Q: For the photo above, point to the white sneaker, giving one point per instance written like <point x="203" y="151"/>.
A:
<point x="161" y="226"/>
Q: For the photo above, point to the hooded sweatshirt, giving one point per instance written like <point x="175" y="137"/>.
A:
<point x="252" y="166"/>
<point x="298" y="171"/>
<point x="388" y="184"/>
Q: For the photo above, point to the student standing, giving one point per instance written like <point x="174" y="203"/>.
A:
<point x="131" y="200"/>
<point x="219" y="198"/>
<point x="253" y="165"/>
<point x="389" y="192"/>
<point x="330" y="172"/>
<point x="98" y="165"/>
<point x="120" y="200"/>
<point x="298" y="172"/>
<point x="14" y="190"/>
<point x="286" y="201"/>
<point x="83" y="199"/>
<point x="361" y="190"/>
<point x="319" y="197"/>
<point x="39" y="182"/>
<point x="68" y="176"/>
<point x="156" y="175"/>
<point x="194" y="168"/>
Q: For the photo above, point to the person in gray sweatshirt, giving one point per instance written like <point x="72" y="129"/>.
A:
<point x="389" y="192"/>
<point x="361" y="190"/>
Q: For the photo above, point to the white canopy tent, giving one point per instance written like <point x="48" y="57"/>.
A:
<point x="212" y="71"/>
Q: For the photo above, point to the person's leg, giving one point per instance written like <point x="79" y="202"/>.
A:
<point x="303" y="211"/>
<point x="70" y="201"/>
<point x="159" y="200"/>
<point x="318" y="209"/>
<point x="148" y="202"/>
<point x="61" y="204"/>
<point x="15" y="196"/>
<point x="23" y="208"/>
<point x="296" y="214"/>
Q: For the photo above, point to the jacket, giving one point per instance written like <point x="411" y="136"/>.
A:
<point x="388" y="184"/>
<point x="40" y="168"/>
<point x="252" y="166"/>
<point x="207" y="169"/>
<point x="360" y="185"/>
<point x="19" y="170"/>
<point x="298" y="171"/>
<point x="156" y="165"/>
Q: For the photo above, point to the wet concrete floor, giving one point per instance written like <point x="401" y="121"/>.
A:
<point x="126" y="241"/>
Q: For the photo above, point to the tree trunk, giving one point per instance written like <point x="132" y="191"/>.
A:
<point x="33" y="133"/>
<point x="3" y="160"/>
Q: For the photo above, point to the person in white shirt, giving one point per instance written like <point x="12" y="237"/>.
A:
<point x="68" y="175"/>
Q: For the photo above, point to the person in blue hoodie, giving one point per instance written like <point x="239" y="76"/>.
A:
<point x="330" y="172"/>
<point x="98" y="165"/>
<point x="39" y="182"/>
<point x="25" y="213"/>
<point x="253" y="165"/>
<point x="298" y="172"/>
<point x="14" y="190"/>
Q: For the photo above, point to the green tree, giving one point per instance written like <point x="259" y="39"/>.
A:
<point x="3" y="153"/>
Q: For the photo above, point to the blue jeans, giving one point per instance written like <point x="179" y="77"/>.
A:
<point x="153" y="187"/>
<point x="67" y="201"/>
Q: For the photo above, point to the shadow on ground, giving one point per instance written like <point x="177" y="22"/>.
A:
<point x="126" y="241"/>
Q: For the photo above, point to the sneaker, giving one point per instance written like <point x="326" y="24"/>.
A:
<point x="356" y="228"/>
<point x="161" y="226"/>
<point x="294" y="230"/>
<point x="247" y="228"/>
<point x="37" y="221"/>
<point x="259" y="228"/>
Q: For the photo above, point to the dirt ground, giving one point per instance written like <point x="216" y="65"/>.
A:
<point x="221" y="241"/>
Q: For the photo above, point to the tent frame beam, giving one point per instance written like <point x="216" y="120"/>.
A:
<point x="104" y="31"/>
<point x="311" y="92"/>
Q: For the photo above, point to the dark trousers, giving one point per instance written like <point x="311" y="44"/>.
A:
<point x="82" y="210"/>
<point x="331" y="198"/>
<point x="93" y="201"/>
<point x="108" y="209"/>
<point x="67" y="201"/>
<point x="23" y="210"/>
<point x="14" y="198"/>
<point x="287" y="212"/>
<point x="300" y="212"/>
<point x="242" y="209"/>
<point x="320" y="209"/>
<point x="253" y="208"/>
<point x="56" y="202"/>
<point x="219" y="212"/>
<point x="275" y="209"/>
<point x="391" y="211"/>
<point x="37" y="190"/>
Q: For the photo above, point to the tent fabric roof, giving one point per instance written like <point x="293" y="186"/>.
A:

-----

● What is needed: Every entry needs to be retyped exactly.

● Answer space:
Q: For the photo above, point to the white sneaker, giving one point per instance written like <point x="203" y="151"/>.
A:
<point x="161" y="226"/>
Q: For the photo above, point to the hooded sweatshirt, giving one point per instance written like <point x="175" y="137"/>.
A:
<point x="252" y="166"/>
<point x="298" y="171"/>
<point x="388" y="184"/>
Q: For the photo above, point to the student standing, giving one point per instance written like <point x="174" y="203"/>.
A:
<point x="131" y="200"/>
<point x="219" y="198"/>
<point x="253" y="165"/>
<point x="389" y="192"/>
<point x="330" y="172"/>
<point x="98" y="165"/>
<point x="120" y="200"/>
<point x="298" y="172"/>
<point x="14" y="190"/>
<point x="286" y="201"/>
<point x="83" y="199"/>
<point x="361" y="190"/>
<point x="319" y="197"/>
<point x="39" y="182"/>
<point x="68" y="176"/>
<point x="156" y="175"/>
<point x="194" y="168"/>
Q: For the photo above, point to the person in gray sweatshirt, giving one point per instance written like <point x="72" y="129"/>.
A:
<point x="389" y="192"/>
<point x="361" y="190"/>
Q: For the photo above, point to the white canopy tent, giving one point per instance written like <point x="48" y="57"/>.
A:
<point x="212" y="71"/>
Q: For the photo above, point to the person's leg, giving one point per instance written like <point x="79" y="202"/>.
A:
<point x="303" y="211"/>
<point x="70" y="201"/>
<point x="159" y="200"/>
<point x="318" y="209"/>
<point x="148" y="202"/>
<point x="61" y="204"/>
<point x="15" y="196"/>
<point x="23" y="208"/>
<point x="296" y="214"/>
Q: For the photo above, point to the jacket, giving one point per instance written like <point x="411" y="136"/>.
A:
<point x="388" y="184"/>
<point x="40" y="168"/>
<point x="252" y="166"/>
<point x="207" y="169"/>
<point x="360" y="185"/>
<point x="19" y="170"/>
<point x="298" y="171"/>
<point x="156" y="165"/>
Q: For the photo above, point to the wet concrete floor, giving one point per instance written like <point x="401" y="121"/>.
A:
<point x="126" y="241"/>
Q: For the photo above, point to the tree trunk, giving one point per instance written like <point x="132" y="191"/>.
A:
<point x="33" y="133"/>
<point x="3" y="160"/>
Q: For the photo above, point to the person in white shirt, giving one point per instance written like <point x="12" y="237"/>.
A:
<point x="68" y="175"/>
Q: For the photo above, point to the person in blue hoodie, giving one point per instance written like <point x="239" y="76"/>.
A:
<point x="330" y="172"/>
<point x="98" y="165"/>
<point x="39" y="182"/>
<point x="25" y="213"/>
<point x="253" y="165"/>
<point x="298" y="172"/>
<point x="14" y="190"/>
Q: For the photo above, point to the green tree, giving one point per instance written like <point x="259" y="39"/>.
A:
<point x="3" y="153"/>
Q: For the photo above, point to the blue jeans, giving one point per instance written like <point x="179" y="77"/>.
A:
<point x="153" y="187"/>
<point x="67" y="201"/>
Q: For the photo above, point to the shadow on ground, giving one point per instance written like <point x="177" y="22"/>.
A:
<point x="126" y="241"/>
Q: For the photo above, point to the sneaker, giving one point per instance written like <point x="326" y="24"/>.
A:
<point x="356" y="228"/>
<point x="161" y="226"/>
<point x="294" y="230"/>
<point x="247" y="228"/>
<point x="37" y="221"/>
<point x="259" y="228"/>
Q: For the photo above, point to the dirt ground, giving one point per instance written like <point x="216" y="65"/>.
A:
<point x="221" y="241"/>
Q: For the photo above, point to the tent frame beam, giving one point per instance written like <point x="216" y="120"/>.
A:
<point x="104" y="31"/>
<point x="311" y="92"/>
Q: For the photo above, point to the dark trousers, giving one point per instance written like <point x="311" y="44"/>.
A:
<point x="82" y="210"/>
<point x="331" y="198"/>
<point x="93" y="201"/>
<point x="108" y="209"/>
<point x="67" y="201"/>
<point x="23" y="210"/>
<point x="14" y="198"/>
<point x="287" y="212"/>
<point x="300" y="212"/>
<point x="242" y="209"/>
<point x="320" y="209"/>
<point x="253" y="208"/>
<point x="56" y="202"/>
<point x="219" y="212"/>
<point x="275" y="209"/>
<point x="391" y="211"/>
<point x="37" y="190"/>
Q: For the photo above, point to the tent fabric roof, giving one point per instance written like <point x="293" y="186"/>.
A:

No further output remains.